### Text under study ###

(LifeSiteNews) — A Wisconsin court agreed Tuesday to block staff at Kettle Moraine School District in Waukesha County from “socially transitioning” gender-confused students without their parents’ knowledge or consent, ruling that doing so was in violation of parental rights.
Since 2021, the Wisconsin Institute for Law & Liberty (WILL) and Alliance Defending Freedom (ADF) have been representing two sets of area parents against KMSD over school officials treating children as members of the opposite sex without parents’ permission.
One of the families involved said the school actually refused their request to use their daughter’s actual name and female pronouns, resulting in moving the child to a different school and getting her counseling (the girl later came to accept her actual gender).
On Wednesday, a Waukesha County circuit court ruled in favor of the parents, determining that KMSD’s policy “violates parents’ constitutional right to determine the appropriate medical and healthcare for their children,” and enjoining the district “from allowing or requiring staff to refer to students using a name or pronouns at odds with the student’s biological sex, while at school, without express parental consent.”

###

▶ **Tasks**
#1 Decide whether each statement below agrees with the article on the Kettle Moraine court ruling, answering yes or no and quoting the words from the article that settle it. (a) WILL and ADF have represented parents against KMSD since 2021. (b) One family moved their daughter to a different school. (c) Three sets of parents were represented in the case.
#2 Resume the article on the Kettle Moraine court ruling, starting right after its final sentence.

### Data provided ###

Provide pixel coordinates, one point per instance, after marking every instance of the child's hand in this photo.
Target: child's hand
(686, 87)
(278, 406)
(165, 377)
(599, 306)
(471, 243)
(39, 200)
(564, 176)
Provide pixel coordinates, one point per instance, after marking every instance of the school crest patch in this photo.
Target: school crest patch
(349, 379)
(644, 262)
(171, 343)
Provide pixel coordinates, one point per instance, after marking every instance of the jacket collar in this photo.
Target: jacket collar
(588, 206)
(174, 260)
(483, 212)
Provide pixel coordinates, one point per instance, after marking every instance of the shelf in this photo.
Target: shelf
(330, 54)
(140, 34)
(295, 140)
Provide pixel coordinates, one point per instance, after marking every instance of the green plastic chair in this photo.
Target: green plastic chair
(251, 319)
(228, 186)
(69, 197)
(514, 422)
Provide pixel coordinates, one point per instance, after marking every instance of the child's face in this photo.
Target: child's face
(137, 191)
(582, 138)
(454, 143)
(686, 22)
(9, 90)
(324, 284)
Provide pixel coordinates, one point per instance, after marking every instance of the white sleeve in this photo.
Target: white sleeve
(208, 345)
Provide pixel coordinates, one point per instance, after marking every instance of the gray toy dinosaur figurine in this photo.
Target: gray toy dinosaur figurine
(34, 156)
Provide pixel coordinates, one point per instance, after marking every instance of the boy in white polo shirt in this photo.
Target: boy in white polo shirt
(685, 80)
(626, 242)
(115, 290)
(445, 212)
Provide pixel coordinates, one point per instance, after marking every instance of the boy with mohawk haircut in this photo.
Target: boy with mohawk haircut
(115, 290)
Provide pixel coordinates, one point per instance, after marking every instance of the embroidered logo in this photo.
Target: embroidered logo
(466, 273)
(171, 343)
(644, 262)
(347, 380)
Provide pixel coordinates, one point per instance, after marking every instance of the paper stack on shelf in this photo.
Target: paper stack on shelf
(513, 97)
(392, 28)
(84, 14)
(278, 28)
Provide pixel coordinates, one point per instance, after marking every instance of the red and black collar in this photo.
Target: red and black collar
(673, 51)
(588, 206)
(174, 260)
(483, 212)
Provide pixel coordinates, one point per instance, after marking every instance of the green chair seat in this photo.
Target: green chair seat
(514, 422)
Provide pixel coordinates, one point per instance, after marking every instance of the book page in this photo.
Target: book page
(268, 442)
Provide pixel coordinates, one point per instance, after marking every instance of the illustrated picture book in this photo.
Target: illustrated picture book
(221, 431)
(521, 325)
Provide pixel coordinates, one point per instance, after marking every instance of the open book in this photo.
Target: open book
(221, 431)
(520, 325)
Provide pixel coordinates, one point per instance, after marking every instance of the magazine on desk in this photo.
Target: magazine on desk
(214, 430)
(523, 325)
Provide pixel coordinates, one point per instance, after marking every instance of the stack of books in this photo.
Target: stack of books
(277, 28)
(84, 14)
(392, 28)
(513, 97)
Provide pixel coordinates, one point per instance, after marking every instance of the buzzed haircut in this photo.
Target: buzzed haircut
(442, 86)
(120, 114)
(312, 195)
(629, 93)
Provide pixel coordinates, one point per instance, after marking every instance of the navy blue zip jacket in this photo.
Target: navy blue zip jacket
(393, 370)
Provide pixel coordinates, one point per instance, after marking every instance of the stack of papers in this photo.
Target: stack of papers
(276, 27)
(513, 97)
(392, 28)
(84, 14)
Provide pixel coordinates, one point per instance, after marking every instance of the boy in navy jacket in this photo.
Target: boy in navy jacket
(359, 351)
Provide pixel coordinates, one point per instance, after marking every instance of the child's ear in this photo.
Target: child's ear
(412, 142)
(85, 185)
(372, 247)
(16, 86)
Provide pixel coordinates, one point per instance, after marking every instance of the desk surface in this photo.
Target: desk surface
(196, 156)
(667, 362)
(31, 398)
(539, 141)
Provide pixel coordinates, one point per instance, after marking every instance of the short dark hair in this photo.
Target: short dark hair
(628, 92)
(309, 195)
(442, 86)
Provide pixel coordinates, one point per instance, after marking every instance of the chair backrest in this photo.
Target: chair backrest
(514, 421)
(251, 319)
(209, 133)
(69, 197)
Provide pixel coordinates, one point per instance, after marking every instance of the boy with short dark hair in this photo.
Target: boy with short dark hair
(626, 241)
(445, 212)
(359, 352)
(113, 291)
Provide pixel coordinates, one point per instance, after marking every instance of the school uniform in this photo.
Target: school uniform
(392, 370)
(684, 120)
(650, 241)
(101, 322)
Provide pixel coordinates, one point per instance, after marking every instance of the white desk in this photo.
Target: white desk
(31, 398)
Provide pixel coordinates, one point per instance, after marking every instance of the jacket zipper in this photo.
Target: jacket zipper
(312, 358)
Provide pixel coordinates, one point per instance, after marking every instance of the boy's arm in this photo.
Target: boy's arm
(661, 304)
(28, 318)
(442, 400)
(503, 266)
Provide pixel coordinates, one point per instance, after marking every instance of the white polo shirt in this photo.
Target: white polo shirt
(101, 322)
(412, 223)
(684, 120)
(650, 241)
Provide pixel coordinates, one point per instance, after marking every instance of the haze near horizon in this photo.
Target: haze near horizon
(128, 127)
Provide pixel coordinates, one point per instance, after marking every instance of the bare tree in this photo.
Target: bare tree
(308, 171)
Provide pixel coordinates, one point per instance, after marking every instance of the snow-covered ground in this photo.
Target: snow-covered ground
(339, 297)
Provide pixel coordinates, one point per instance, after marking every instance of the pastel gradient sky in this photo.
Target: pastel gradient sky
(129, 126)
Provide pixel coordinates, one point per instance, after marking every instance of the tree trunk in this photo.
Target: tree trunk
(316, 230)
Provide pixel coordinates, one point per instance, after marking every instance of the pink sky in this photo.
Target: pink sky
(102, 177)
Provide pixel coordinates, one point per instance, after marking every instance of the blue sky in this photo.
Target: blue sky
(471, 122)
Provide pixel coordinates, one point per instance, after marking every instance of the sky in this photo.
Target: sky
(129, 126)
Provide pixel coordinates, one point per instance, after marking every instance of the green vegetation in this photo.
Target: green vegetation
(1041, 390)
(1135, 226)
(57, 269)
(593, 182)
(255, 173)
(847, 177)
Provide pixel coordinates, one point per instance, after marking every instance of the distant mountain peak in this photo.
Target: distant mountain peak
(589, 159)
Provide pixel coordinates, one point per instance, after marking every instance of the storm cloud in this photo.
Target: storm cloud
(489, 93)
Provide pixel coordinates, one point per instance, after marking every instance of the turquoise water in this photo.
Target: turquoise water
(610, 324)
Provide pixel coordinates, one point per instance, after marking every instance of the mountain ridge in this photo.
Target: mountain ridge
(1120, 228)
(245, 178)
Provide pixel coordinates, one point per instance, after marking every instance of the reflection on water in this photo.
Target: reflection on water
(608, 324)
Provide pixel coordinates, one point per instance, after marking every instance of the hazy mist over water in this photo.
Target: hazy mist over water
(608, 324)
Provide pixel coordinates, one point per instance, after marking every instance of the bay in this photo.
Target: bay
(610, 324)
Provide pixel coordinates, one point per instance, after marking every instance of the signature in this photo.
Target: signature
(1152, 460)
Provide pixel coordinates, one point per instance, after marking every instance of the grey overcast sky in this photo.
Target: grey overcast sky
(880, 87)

###

▶ **Replies**
#1
(a) Yes: "Since 2021, the Wisconsin Institute for Law & Liberty (WILL) and Alliance Defending Freedom (ADF) have been representing two sets of area parents against KMSD"
(b) Yes: "resulting in moving the child to a different school"
(c) No: "two sets of area parents"

#2
“The School District could not administer medicine to a student without parental consent,” the court observed. “The School District could not require or allow a student to participate in a sport without parental consent. Likewise, the School District cannot change the pronoun of a student without parental consent without impinging on a fundamental liberty interest of the parents.”
“Parents’ rights to direct the upbringing and education of their children is one of the most basic constitutional rights every parent holds dear,” ADF senior counsel Kate Anderson said. “Yet we are seeing more and more school districts across the country not only ignoring parents’ concerns but actively working against them. The court was right to respect the serious concerns of these parents by holding that Kettle Moraine School District’s policy, which undermines parents and harms children, violates the Wisconsin Constitution.”
“This victory represents a major win for parental rights,” WILL deputy counsel Luke Berg agreed. “The court confirmed that parents, not educators or school faculty, have the right to decide whether a social transition is in their own child’s best interests. The decision should be a warning to the many districts across the country with similar policies to exclude parents from gender transitions at school.”
Evidence shows that “affirming” gender confusion carries serious harms, especially when done with impressionable children who lack the mental development, emotional maturity, and life experience to consider the long-term ramifications of the decision.
Studies find that more than 80 percent of children experiencing gender dysphoria outgrow it on their own by late adolescence, and that even full “reassignment” surgery often fails to resolve gender-confused individuals’ heightened tendency to engage in self-harm and suicide — and may even exacerbate it, including by reinforcing their confusion and neglecting the actual root causes of their mental strife.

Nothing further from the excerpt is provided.